━━━━━ DATA FOR THIS EXERCISE ━━━━━

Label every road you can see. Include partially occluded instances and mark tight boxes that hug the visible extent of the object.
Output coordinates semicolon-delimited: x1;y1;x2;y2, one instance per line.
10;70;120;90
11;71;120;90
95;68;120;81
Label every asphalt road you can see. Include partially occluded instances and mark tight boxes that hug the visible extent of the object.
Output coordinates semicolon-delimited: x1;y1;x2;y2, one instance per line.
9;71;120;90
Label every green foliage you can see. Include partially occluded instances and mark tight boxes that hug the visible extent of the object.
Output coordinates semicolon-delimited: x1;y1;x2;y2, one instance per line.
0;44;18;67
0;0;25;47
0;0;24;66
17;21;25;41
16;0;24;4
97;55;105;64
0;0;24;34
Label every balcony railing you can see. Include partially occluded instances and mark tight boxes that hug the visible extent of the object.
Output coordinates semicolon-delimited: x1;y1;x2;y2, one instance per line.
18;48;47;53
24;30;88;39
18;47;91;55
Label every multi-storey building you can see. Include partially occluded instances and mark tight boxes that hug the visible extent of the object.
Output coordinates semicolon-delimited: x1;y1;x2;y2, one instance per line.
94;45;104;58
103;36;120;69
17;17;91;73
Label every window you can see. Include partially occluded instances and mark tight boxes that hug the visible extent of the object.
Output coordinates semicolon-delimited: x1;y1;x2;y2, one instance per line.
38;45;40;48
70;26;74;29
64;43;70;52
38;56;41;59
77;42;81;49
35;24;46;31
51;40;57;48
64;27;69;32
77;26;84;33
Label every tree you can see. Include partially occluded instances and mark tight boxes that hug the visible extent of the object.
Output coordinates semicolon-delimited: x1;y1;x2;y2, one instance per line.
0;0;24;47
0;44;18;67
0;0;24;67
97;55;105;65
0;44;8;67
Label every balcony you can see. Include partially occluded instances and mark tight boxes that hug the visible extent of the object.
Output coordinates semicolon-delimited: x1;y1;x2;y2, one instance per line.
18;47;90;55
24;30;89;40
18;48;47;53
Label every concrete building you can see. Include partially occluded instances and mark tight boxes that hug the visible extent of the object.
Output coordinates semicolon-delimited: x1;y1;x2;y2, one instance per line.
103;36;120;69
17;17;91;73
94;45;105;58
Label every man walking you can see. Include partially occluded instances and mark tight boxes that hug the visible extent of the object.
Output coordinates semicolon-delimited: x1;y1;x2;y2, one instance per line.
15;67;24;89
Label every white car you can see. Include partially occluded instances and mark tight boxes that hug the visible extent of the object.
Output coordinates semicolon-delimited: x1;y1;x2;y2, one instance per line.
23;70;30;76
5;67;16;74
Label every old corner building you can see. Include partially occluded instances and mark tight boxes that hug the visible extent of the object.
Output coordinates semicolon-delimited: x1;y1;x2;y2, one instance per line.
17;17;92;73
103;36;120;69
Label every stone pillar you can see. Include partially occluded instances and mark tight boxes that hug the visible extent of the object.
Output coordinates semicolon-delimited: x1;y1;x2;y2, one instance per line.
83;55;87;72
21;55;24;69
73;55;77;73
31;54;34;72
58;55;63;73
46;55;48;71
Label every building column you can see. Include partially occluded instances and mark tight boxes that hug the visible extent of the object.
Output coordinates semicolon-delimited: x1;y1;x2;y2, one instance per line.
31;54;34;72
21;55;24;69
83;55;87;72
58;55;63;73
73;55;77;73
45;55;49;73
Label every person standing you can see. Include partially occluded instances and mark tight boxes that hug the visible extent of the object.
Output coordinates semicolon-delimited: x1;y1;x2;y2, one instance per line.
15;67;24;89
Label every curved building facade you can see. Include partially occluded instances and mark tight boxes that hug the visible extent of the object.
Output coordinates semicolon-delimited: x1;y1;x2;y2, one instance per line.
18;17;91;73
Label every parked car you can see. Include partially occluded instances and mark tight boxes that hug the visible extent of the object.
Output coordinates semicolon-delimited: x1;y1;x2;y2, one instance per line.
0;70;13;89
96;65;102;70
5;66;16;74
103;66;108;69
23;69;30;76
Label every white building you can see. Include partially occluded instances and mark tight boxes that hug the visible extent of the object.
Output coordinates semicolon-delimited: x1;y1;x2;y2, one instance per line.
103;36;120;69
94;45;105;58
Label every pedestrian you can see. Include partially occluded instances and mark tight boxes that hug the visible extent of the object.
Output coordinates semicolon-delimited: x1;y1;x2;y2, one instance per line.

━━━━━

TRY IT: Return every record, leaving each line exactly as it was given.

THE ANSWER:
Label every road you can see. Include partially occluded instances and mark tight boxes that hug the visible extent of the object.
Output coordinates semicolon-delimited: x1;y1;x2;y2, one instance per line.
10;70;120;90
11;71;120;90
95;68;120;81
Label every asphalt road you can see. Include partially occluded instances and mark tight boxes that hug the visible extent of the object.
Output coordinates semicolon-delimited: x1;y1;x2;y2, one instance per line.
9;71;120;90
Label every green foliage you can see. Include partially occluded instances and mark tight boxes that hug the visible extent of the object.
Output coordinates semicolon-delimited: x1;y1;x2;y2, one instance per line.
0;44;18;67
0;0;25;47
0;0;24;66
17;21;25;41
16;0;24;4
97;55;105;64
0;0;24;34
Label every balcony railing you can see. Include partially occluded instances and mark tight boxes that hug the visible extent of the object.
Output coordinates semicolon-delimited: x1;y1;x2;y2, one instance per line.
18;48;47;53
24;30;88;39
18;47;91;55
Label every multi-storey building you can see. Include partially occluded instances and mark tight boxes that hug the visible extent of the object.
Output coordinates semicolon-delimited: x1;y1;x2;y2, one instance per line.
94;45;104;58
103;36;120;69
17;17;91;73
Label every window you can see. Include partially occluded instances and mark tight boxes that hug the visible extent of the object.
Output coordinates semicolon-delimited: x1;y1;x2;y2, one instance per line.
38;45;40;48
70;26;74;29
64;43;70;52
38;56;41;59
77;42;81;49
35;24;46;31
51;40;57;48
64;27;69;32
77;26;84;33
Label every tree you can see. Include partially occluded instances and mark tight boxes that hug the visible extent of the object.
Output coordinates semicolon-delimited: x1;y1;x2;y2, one instance per line.
0;0;24;47
0;44;18;67
0;0;24;67
97;55;105;65
0;44;8;67
Label every balcony you can see. Include partially occluded instances and mark tight boxes that hug the visible extent of the object.
Output coordinates semicolon-delimited: x1;y1;x2;y2, one instance per line.
18;47;90;55
24;30;89;40
18;48;47;53
Label every concrete building you can see. Include partially occluded instances and mark tight boxes that hug the visible extent of the object.
Output coordinates semicolon-delimited: x1;y1;x2;y2, one instance per line.
103;36;120;69
17;17;91;73
94;45;105;58
Label every man walking you can see. Include partially occluded instances and mark tight boxes that hug the visible extent of the object.
Output coordinates semicolon-delimited: x1;y1;x2;y2, one instance per line.
15;67;24;89
Label every white car you can see. Include partially occluded instances and mark tight boxes that hug the visible extent of the object.
Output coordinates semicolon-delimited: x1;y1;x2;y2, one instance per line.
23;70;30;76
5;67;16;74
Label every old corner building you can see. Include partially occluded instances and mark tight boxes that hug the visible extent of the object.
Output coordinates semicolon-delimited: x1;y1;x2;y2, one instance per line.
17;17;92;73
103;36;120;69
Label every stone pillar you can see. Include partially occluded instances and mark tight boxes that hug the visible extent of the object.
Output coordinates semicolon-delimited: x1;y1;x2;y2, one instance per line.
83;55;87;72
21;55;24;69
73;55;77;73
31;54;34;72
58;55;63;73
46;55;48;71
Label every building column you can see. Include partially occluded instances and mark tight boxes that hug the visible extent of the object.
Output coordinates semicolon-delimited: x1;y1;x2;y2, one instance per line.
31;54;34;72
21;55;24;69
83;55;87;72
58;55;63;73
73;55;77;73
45;55;49;73
Label every person standing you can see. Include partially occluded instances and mark tight boxes that hug the visible extent of the object.
Output coordinates semicolon-delimited: x1;y1;x2;y2, one instance per line.
15;67;24;89
Label every curved building facade you can see. Include partially occluded instances and mark tight boxes that hug the visible extent of the object.
Output coordinates semicolon-delimited: x1;y1;x2;y2, one instance per line.
18;17;91;73
Label every parked car you can see. Include partially occluded instances and mark tight boxes that hug the visible extent of the object.
Output coordinates semicolon-delimited: x1;y1;x2;y2, one instance per line.
0;70;13;89
96;65;102;70
5;66;16;74
103;66;108;69
23;69;30;76
Label every white building you can see. Include partially occluded instances and mark tight boxes that hug the visible extent of the object.
Output coordinates semicolon-delimited: x1;y1;x2;y2, one instance per line.
103;36;120;69
94;45;105;58
Label every pedestrian you can see. Include partially occluded instances and mark tight boxes that hug the visible extent of the object.
Output coordinates semicolon-delimited: x1;y1;x2;y2, one instance per line.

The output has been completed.